= Passage given =
== == ==

Nothing beats the feeling of hitting the open road from the warm comforts of your own home. While cycling enthusiasts prefer the real thing; uncooperative weather conditions, safety concerns and physical limitations mean that some of you will prefer putting miles on a stationary exercise bike instead.
When it comes time to purchase, there are many more factors to consider than most first time exercise bike buyers initially think.
Will you prefer the realism offered by an upright design, or does the comfort of a recumbent appeal more to you?
Do you even know the difference between the two for that matter?
Then there are still other factors to consider, such as different resistance types along with their advantages and disadvantages. Then, one has to consider value added features like LCD displays, programmed workouts, device connectivity, and the various space saving features offered by the manufacturer.
Basically, there’s a lot to consider in order to get a machine you’re happy with and comfortable riding.
Keep reading and you’ll soon know everything you need to in order to make the best buying decision for your needs and preferences.
Upright or Recumbent?
There are two main types of indoor exercise bikes: Upright or Recumbent.
Uprights have the same design, dimensions and ride positioning of a typical road bike:
Upright Exercise Bike Advantages:
• Price: Though there’s less of a price gap between the two as time goes on, when comparing similar quality brands and resistance types, uprights are still the cheaper option over a recumbent bike.
• Space Saving: Uprights take up less space while in use and if the option’s available, many will fold up to less than half their in-use footprint for storage purposes.
• Greater “Bike” Feel: You can’t stand up and pedal on a recumbent like you would when riding a bike on the road. Recumbent exercise bikes feel unnatural to most who’re used to road bikes.
• Tried & True Design: Not much to say here. Uprights are designed to emulate the same bike design that’s existed for a couple of centuries now.
• Versatile: Riding an upright is like riding a road bike. You can work out exactly like you would on a bike, climbing hills and doing sprint runs – minus the weather and stones flying at your head from car tires!
Upright Exercise Bike Disadvantages:
• Uncomfortable Seats: Anyone who’s ever ridden a road bike knows there’s only so much you can do to keep your tailbone from feeling some discomfort when doing long rides.

== == ==

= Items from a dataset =
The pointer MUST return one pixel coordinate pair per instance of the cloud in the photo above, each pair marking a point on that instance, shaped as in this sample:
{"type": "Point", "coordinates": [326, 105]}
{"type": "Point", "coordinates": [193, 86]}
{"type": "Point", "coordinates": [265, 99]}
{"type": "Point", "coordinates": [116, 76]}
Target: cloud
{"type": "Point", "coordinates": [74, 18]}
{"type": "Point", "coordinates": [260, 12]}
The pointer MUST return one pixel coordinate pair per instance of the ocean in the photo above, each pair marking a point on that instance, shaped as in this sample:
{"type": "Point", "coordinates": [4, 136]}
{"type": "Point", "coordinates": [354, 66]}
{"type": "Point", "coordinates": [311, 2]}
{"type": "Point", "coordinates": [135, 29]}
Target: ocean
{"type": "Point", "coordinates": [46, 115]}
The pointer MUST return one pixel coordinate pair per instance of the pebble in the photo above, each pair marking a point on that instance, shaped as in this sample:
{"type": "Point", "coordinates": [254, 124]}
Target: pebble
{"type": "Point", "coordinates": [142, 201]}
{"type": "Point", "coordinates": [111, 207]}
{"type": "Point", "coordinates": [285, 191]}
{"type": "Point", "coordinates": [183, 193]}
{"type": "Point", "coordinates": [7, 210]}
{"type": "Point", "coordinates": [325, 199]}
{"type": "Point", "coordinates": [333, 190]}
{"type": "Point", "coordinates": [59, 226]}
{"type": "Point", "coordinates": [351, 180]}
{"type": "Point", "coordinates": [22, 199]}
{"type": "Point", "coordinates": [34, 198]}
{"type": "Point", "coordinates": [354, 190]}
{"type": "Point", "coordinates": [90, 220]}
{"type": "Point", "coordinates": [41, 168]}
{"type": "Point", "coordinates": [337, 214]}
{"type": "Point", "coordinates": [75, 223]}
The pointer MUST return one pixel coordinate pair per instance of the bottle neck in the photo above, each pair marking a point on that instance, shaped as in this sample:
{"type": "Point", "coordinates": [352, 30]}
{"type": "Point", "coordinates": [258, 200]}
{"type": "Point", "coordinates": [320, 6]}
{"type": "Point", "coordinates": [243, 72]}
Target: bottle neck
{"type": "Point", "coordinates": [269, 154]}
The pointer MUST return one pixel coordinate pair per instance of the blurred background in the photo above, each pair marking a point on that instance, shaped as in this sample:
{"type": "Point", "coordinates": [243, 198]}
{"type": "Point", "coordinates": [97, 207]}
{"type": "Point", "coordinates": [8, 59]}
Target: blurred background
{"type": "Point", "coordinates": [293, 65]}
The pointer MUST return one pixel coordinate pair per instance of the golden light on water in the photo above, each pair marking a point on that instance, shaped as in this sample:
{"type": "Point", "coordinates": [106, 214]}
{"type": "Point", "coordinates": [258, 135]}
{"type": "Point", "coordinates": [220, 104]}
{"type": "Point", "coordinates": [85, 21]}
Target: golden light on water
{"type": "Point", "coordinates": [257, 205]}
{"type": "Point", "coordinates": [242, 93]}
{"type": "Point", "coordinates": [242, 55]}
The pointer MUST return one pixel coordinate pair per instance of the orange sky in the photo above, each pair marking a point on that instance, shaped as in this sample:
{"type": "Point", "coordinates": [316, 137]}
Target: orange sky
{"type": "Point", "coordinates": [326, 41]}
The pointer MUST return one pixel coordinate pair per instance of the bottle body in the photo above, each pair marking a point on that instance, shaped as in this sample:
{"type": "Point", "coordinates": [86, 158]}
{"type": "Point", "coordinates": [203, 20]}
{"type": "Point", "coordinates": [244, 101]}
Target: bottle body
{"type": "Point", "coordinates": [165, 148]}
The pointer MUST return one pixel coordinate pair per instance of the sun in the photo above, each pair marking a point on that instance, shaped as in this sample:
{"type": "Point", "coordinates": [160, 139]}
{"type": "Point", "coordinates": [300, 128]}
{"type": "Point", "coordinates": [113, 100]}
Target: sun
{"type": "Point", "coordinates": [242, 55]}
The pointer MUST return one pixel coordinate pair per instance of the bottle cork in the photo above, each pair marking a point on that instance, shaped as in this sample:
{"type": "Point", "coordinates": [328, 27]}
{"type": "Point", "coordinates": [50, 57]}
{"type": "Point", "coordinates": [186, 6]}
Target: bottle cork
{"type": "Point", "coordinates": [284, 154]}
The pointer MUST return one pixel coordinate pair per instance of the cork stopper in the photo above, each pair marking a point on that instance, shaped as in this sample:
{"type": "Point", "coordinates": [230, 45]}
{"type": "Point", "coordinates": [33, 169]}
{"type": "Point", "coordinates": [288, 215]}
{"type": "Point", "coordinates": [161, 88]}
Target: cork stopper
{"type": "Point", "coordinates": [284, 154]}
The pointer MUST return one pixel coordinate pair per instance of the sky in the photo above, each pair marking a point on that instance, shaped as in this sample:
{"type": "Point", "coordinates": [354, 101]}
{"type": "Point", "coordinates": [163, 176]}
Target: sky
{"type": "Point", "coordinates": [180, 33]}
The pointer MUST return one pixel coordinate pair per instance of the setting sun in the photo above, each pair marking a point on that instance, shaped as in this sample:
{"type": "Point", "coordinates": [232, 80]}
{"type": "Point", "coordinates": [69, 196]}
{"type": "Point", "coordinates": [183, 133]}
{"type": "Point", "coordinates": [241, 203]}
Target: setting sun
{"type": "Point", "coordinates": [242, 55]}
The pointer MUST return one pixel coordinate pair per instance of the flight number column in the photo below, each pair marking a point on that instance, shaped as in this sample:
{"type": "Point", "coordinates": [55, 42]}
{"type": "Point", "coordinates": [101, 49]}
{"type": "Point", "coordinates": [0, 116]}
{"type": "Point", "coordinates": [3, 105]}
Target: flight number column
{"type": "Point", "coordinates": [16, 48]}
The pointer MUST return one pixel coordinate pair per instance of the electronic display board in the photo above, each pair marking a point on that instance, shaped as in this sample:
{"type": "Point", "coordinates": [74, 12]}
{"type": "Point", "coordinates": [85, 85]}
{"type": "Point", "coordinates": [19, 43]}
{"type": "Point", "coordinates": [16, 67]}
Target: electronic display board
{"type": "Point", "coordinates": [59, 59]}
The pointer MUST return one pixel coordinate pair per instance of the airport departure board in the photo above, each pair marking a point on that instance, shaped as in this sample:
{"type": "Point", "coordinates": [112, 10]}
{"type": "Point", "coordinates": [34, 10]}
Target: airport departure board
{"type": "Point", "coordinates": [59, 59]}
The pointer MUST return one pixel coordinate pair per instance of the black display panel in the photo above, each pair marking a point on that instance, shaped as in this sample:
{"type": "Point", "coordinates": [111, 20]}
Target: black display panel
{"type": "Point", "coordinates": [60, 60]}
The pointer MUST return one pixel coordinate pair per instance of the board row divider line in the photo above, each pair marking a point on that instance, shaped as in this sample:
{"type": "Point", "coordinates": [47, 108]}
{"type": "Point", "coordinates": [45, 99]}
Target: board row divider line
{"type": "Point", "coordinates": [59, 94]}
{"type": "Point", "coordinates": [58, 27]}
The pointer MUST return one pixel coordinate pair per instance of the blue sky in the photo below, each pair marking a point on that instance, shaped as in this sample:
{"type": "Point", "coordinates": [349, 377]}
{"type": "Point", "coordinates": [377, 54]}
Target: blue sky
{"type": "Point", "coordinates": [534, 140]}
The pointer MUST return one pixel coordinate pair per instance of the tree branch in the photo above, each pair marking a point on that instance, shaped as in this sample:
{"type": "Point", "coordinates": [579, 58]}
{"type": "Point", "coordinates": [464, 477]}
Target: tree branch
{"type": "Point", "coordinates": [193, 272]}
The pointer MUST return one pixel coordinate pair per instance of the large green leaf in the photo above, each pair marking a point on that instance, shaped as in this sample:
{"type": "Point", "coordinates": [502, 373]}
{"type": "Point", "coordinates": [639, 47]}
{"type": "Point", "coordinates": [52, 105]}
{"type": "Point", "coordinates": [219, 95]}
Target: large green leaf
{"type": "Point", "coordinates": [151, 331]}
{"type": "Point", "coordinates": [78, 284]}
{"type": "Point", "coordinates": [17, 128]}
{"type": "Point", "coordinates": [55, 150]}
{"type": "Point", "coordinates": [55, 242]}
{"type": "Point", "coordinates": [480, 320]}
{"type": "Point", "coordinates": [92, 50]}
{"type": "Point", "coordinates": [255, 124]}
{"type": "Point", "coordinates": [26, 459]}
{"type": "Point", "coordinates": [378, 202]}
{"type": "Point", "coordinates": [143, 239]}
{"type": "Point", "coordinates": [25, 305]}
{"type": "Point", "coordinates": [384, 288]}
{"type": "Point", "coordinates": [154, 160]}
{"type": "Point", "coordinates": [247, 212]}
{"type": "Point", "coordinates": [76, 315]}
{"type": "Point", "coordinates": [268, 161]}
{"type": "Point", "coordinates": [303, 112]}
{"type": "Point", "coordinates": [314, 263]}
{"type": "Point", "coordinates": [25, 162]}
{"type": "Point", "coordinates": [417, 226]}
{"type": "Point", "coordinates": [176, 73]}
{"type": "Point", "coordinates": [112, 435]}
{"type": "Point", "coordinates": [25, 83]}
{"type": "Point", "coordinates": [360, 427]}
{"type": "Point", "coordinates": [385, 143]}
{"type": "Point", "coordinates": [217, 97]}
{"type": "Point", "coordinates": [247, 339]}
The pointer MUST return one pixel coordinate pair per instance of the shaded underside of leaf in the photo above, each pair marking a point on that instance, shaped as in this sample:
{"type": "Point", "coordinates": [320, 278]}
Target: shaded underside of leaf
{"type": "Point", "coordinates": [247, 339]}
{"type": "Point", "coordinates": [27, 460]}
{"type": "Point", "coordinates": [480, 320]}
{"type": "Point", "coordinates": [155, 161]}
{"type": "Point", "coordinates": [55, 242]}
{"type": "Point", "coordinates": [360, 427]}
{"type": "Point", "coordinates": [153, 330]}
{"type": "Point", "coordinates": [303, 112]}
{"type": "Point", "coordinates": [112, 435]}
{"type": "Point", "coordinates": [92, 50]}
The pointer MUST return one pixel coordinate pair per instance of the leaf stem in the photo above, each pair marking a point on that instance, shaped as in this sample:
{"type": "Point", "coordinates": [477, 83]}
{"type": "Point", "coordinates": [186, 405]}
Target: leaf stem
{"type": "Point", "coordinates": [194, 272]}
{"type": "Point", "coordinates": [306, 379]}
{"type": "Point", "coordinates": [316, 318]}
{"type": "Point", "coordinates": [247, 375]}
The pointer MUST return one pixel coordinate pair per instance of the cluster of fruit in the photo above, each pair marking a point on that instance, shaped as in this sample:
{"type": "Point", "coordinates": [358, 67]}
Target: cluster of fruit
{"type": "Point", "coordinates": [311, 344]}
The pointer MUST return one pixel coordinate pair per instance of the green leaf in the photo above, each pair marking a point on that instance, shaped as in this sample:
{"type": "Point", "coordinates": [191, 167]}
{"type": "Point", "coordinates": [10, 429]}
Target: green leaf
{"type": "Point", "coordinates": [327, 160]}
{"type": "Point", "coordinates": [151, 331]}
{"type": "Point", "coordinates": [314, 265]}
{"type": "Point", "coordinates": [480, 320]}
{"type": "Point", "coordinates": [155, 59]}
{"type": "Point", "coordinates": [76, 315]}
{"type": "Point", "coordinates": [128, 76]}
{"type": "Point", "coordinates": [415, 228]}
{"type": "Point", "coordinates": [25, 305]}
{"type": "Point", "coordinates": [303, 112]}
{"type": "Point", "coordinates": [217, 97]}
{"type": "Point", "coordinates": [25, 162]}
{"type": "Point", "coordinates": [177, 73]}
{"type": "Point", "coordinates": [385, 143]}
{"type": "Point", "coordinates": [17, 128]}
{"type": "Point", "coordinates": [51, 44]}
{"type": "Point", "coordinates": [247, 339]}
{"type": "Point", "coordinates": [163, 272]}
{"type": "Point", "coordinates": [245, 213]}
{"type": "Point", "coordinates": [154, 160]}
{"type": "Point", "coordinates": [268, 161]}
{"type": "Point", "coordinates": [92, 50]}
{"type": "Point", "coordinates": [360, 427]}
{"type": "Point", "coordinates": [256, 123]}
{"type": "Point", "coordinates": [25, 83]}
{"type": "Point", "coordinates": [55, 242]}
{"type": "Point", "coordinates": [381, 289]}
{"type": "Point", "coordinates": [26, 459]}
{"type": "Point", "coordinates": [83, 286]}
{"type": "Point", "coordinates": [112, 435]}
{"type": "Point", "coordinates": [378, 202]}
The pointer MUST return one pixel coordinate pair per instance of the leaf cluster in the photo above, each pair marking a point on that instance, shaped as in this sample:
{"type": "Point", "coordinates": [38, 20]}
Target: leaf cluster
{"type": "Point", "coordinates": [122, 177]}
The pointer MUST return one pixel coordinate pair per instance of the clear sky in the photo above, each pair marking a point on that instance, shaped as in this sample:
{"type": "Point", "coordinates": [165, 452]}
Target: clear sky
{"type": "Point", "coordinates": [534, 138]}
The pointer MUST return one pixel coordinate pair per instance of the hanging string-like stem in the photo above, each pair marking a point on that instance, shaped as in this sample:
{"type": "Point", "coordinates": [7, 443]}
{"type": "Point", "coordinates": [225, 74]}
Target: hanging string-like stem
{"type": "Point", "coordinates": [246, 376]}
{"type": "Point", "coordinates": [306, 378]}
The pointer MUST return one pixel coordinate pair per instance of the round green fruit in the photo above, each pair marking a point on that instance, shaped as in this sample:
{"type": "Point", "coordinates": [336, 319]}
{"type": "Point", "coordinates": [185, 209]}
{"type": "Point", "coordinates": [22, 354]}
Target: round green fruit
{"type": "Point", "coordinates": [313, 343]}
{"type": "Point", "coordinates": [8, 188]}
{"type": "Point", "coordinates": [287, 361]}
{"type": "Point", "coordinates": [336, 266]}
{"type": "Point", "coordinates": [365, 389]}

== == ==

= Instructions =
**1)** Answer each question from the passage on exercise bikes, one line per answer, labeled (a), (b), and (c).
(a) What are the two main types of indoor exercise bikes?
(b) Which type remains the cheaper option when similar quality brands and resistance types are compared?
(c) To what size do many uprights fold for storage?
**2)** Carry on the passage on exercise bikes from the point where it stops.
The material above is independent of the passage on exercise bikes.

= Answers below =
**1)**
(a) Upright and recumbent.
(b) The upright.
(c) To less than half their in-use footprint.

**2)**
• Stability: Since uprights are shorter and more compact, some models can be tipsy and feel unbalanced.
• Lower Back Strain: This is just another reality of riding a traditionally designed bike – indoors or otherwise.
Recumbent designs place the pedals well in front of the rider, have larger and more comfortable seats, yet take up considerable more space than an upright:
Recumbent Exercise Bike Advantages:
• Seat Comfort: Since you’re pushing your legs forward instead of pumping them underneath your seat, the seats can be made wider and outfitted with better padding material.
• Zero Lower Back Strain: The design of the recumbent allows you to keep your back straight even while using lots of resistance, meaning you never have to lean forward while pedaling.
• Hands-Free Workout: Since the seat is wider and the bike more stable, you don’t have to use your hands to stabilize the bike.
• Stability: Recumbent exercise bikes are wider, longer, and heavier, leading to better balance for the rider.
• Excellent Leg Workout: Using a recumbent bike is like a combination leg press/cycling exercise. You’ll feel more of a burn directly in the muscles of your legs.
Recumbent Exercise Bike Disadvantages:
• Higher Price: Recumbent designed exercise bikes come with a higher price tag due to their niche popularity and the increase in raw materials needed to make them.
• Less Versatile: You’re basically stuck in your seat – no standing or intense wild sprint simulations like you’d get on a road bike or upright indoor exercise bike.
• Requires More Space: A good sturdy model will require more space while working out and few fold up to half or less of their in-use footprint for storage.
Note About Dual Purpose Exercise Bikes
There are also dual purpose exercise bikes which use a front-mounted fan for resistance. They use pedals and pivoting handlebars to propel the fan with. Dual purpose bikes are in a different class of their own and are not usually recommended for beginners or casual users. If you’re interested in purchasing one, they can be lumped in among the wind/fan resistance model exercise bikes listed further down the page.
Indoor Exercise Bike Resistance Options
Exercise bikes using a mechanical braking system have been around for decades. The pedals are connected to a flywheel by a chain or belt drive and that flywheel is slowed by resistance pads made of the same material automotive brake pads use. As the user increases the resistance, the pads push or squeeze tighter to the flywheel creating more friction, thus making it harder to pedal.
Most modern mechanical resistance models allow for the intensity to be changed from a lever on the handlebars. Older and/or cheaper models require the rider to dismount to do so.
Mechanical Braking Exercise Bike Advantages:
• Unlimited Resistance: There’s no limit to the resistance created by a mechanical system. Most will adjust to the point where it’s impossible to move the pedals!
• Very Quiet: This type of exercise bike is very quiet. Brand quality does matter, however. The material used to make the wearable resistance pads can be noisier on some more than others.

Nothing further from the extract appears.